**PROBLEM SET:**
**a)** Rewrite the Sixers–Celtics game recap from "Meanwhile, the Sixers" to "any Boston points.", putting "veteran Celtics" in place of "aging Celtics".
**b)** Add the next few sentences to the Sixers–Celtics game recap after its final line.

It started in a fiesty third quarter, during which a pair of double-technicals were called. That seemed to help fuel the Sixers, who outscored the Celtics by 28-17, limiting Boston to 5-of-18 from the floor in closing the gap to 69-53 after three.

"We started expending more energy, started making shots," said Thaddeus Young of the third quarter effort. "Lou (Williams) got it going and then were were getting in transition and getting stops on defense."

It was only the beginning to the end.

The crazy fourth quarter, in which the Sixers outscored Boston by 33-20, featured 8 ties and 7 lead changes. But the craziest thing of all, the biggest question left after the game had to be the limited presence of center Kevin Garnet in the fourth.

On the first play to begin the final 12 minutes, the Celtics dumped the ball down to Garnett, who missed a four-footer. He made his only other shot of the quarter, about four minutes later. For some reason, Boston decided to shoot mostly from the outside in the fourth. Part of it was the defense of Lavoy Allen on Garnett. Most of it was because the Celtics decided they loved jump shooting. It didn't work.

Meanwhile, the Sixers kept the pressure on the aging Celtics. Led by the super active Thaddeus Young, who had 8 points, 4 rebounds and 3 assists in the final quarter, the Sixers dominated in every phase. They won the rebounding (14-7), which allowed them to get out and run. They also forced the Celtics into 5 turnovers which led to 6 points. In contrast, the Sixers had 1 which didn't lead to any Boston points.

**LISTED ENTRIES:**

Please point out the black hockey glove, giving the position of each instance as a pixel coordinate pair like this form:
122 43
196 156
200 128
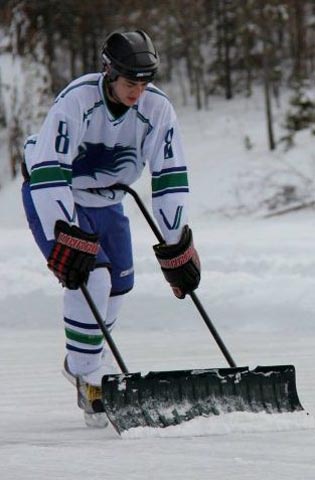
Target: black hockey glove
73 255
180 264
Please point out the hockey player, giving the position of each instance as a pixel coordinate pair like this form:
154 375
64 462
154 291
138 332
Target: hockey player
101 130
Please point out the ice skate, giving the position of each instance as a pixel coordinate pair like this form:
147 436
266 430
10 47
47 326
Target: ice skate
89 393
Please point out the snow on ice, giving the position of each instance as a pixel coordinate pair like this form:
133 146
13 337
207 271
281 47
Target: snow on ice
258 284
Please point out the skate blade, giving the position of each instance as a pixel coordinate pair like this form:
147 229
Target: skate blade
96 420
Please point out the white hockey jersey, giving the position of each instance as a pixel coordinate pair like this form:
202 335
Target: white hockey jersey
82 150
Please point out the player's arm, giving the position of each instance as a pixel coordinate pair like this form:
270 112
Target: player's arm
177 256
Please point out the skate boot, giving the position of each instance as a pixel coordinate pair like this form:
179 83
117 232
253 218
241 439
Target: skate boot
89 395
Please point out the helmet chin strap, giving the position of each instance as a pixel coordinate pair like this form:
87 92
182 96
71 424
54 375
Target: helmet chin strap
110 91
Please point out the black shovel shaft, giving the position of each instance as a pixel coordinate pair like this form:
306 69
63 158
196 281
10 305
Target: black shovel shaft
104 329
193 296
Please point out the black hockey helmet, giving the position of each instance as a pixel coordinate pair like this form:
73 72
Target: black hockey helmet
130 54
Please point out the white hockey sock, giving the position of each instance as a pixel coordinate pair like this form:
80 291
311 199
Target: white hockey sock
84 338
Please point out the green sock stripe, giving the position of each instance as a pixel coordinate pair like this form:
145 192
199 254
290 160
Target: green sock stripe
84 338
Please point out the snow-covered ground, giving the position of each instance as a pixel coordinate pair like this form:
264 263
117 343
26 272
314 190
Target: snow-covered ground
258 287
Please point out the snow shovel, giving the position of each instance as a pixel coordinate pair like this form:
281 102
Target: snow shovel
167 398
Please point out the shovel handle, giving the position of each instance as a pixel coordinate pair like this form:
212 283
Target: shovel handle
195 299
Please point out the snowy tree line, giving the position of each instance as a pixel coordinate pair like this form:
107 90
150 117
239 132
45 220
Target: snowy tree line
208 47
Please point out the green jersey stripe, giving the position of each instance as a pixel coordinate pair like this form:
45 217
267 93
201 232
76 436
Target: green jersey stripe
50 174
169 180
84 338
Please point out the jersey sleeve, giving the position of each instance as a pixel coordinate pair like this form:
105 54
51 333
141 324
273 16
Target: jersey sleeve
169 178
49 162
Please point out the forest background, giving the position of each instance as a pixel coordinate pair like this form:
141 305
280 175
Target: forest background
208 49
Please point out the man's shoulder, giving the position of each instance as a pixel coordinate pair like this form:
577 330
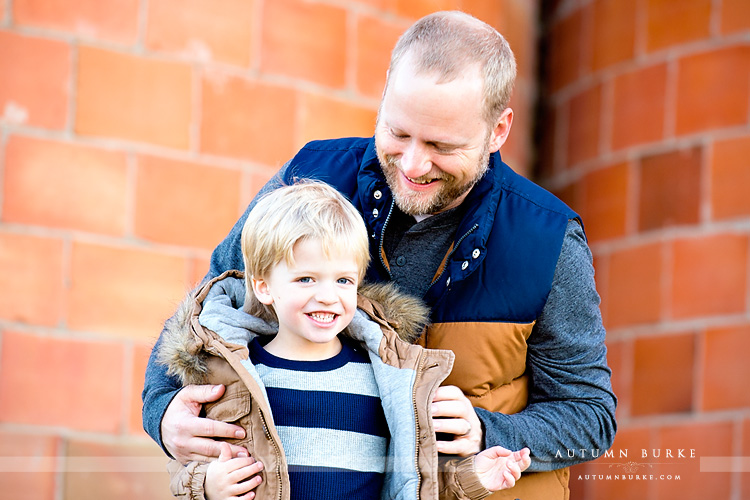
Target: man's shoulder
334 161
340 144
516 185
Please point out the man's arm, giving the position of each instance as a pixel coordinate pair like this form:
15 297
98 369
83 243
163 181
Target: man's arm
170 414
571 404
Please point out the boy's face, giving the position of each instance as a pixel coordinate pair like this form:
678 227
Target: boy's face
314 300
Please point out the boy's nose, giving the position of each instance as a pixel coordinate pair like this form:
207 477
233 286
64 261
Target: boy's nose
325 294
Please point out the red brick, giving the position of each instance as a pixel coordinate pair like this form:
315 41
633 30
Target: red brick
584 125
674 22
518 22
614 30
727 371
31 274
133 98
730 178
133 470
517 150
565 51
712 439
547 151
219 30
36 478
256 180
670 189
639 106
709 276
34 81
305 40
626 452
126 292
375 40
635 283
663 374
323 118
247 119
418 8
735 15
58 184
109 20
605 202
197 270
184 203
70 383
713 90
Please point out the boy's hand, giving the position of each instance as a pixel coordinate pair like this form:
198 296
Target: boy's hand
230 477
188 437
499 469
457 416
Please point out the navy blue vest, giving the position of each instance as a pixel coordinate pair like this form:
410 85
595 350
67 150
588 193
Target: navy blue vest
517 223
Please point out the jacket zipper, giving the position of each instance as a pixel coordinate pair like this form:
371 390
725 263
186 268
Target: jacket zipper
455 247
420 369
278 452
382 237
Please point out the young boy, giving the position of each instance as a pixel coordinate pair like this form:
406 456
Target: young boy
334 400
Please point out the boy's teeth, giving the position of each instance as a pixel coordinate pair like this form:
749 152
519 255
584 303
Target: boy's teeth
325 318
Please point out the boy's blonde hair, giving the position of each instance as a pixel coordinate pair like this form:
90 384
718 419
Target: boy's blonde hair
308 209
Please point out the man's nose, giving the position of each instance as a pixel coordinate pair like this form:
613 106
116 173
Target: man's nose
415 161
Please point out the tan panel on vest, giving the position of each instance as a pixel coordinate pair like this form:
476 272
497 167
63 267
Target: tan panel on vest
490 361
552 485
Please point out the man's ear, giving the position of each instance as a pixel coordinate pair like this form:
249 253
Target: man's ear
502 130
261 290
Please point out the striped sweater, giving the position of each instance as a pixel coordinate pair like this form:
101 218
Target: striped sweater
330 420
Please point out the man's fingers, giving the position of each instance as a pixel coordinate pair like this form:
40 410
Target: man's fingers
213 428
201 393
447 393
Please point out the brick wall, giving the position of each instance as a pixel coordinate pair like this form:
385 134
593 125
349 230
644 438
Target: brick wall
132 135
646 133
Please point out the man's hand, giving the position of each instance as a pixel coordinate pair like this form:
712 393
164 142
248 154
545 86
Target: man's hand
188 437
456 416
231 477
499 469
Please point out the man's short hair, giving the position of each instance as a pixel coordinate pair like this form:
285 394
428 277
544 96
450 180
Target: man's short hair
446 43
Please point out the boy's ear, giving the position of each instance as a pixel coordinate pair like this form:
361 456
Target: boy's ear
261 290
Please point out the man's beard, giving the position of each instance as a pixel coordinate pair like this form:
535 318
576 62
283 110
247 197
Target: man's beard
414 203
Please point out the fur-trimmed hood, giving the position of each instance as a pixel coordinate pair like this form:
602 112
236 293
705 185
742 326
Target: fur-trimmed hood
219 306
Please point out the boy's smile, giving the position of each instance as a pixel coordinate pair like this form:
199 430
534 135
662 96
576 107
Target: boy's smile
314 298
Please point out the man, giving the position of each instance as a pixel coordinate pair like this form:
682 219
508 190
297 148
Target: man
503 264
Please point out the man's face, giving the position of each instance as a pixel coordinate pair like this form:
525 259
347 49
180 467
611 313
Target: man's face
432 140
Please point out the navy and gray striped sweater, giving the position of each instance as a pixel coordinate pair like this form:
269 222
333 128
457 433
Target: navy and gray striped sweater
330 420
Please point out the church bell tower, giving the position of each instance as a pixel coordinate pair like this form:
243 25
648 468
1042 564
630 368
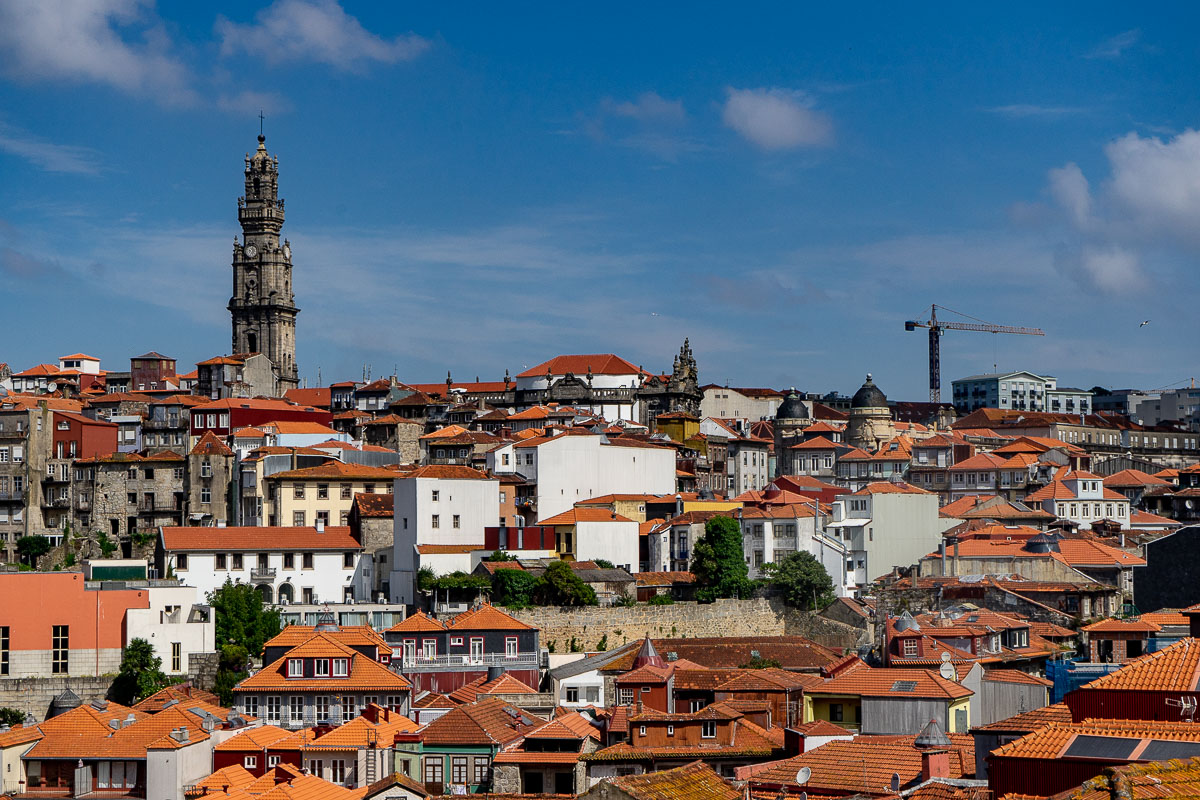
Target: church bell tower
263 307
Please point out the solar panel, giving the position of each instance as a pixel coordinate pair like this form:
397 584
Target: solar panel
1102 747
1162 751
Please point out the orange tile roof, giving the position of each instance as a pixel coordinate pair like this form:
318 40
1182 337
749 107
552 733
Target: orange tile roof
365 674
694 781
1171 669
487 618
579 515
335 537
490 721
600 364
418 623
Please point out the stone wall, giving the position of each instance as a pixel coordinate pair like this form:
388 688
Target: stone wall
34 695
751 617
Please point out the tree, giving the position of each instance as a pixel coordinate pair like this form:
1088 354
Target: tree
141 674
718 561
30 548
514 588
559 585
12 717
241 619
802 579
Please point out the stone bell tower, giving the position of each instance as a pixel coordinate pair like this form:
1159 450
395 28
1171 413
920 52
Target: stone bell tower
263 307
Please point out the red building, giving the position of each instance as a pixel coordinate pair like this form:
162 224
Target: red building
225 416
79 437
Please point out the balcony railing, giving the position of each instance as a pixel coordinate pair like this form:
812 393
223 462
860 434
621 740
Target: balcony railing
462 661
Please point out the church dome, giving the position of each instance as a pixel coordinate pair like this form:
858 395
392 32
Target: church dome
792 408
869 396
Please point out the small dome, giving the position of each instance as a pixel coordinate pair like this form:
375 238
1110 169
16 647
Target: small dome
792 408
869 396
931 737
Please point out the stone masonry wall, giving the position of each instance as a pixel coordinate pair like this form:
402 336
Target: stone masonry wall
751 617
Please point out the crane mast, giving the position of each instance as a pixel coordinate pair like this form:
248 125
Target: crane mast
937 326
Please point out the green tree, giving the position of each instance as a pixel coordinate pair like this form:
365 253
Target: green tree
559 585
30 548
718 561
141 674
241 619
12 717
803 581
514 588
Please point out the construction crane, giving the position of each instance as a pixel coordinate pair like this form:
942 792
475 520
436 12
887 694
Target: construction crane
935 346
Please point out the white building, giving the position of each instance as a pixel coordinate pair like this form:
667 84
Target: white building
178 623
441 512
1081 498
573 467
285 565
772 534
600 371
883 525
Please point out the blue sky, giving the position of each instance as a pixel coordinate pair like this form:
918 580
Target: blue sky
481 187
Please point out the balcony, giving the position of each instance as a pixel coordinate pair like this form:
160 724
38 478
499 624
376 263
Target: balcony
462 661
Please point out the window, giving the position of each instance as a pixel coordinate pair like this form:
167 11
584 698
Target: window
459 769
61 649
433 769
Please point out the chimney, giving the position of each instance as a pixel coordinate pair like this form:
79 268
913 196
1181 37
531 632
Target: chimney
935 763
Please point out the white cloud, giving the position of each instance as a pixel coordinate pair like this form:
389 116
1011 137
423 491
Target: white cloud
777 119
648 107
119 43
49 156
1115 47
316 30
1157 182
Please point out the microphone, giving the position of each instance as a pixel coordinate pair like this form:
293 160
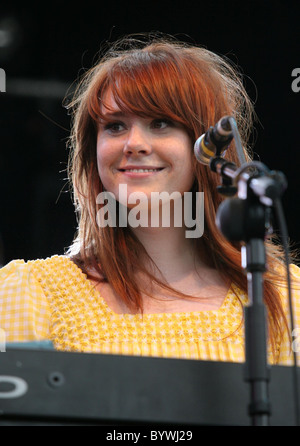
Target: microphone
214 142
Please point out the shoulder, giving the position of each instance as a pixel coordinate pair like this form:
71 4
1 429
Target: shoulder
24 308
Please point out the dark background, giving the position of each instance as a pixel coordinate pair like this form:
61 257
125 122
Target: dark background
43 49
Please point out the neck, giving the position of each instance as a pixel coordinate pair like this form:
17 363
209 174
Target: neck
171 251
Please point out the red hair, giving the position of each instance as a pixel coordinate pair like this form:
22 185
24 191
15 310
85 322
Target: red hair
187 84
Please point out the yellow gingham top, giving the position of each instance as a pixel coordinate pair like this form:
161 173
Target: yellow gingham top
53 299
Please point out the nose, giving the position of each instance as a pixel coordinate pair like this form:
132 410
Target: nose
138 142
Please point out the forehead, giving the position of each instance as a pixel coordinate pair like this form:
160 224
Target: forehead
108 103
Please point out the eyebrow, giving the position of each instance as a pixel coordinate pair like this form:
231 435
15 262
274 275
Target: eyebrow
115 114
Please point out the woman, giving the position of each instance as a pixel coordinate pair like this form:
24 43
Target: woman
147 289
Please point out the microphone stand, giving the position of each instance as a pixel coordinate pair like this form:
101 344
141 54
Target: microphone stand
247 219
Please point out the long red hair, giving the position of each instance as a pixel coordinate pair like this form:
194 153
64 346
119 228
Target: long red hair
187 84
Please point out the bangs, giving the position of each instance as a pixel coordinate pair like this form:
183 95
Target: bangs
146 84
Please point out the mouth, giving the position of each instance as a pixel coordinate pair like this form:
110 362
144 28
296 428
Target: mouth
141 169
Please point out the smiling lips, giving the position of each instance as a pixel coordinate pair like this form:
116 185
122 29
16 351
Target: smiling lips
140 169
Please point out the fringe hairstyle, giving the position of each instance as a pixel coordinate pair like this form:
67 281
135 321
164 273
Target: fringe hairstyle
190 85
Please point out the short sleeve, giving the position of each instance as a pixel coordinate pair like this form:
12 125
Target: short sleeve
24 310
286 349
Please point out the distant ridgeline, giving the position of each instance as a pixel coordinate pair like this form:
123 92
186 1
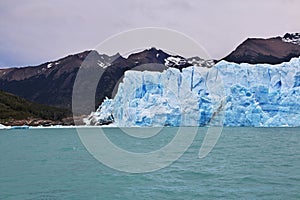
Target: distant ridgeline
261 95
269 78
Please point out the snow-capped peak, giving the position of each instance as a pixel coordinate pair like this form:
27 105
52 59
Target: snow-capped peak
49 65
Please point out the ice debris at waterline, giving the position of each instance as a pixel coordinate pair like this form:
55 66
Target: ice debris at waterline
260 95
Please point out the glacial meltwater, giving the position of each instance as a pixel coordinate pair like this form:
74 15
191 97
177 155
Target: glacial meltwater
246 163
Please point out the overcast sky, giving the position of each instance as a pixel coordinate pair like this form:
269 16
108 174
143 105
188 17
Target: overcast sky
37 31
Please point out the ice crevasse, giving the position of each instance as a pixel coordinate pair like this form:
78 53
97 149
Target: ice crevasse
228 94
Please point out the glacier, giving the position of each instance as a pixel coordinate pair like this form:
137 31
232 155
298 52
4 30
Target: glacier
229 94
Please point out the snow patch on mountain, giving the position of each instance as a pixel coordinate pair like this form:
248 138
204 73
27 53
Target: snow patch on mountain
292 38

**RESPONSES TO THE TASKS:**
**a)**
Meanwhile, the Sixers kept the pressure on the veteran Celtics. Led by the super active Thaddeus Young, who had 8 points, 4 rebounds and 3 assists in the final quarter, the Sixers dominated in every phase. They won the rebounding (14-7), which allowed them to get out and run. They also forced the Celtics into 5 turnovers which led to 6 points. In contrast, the Sixers had 1 which didn't lead to any Boston points.

**b)**
Andre Iguodala, who struggled offensively all evening, also scored 8 in the quarter, including five-straight that sealed the win.

With 1:22 remainin, Iguodala hit a step-back 16-footer for an 85-83 lead. On Boston's next possession, Rajon Rondo broke free from Jrue Holiday and appeared to have a clear layup on the left side of the basket. But Young drifted from his man at the foul line area and blocked the attempt. When Lou Williams then began to drive the lane, he found Iguodala open on the right wing for a three pointer which Iguodala drained for an 88-83 lead and securing another home game for the Sixers.

"When you're getting your butt kicked you've got to compete," said Williams, who finished with 15 points and 8 assists. "When we were down 18 the basket gets bigger because there's not a lot of pressure on the next shot."

When the Sixers were trying to close it out, pressure was everywhere. But the Sixers were the ones who played through it Friday. Iguodala and Turner led the Sixers with 16 points, while Young had 12 and Holiday 11. Lavoy Allen contributed 8 points and 10 rebounds in almost 33 minutes, plus tons of tough defense on Garnett.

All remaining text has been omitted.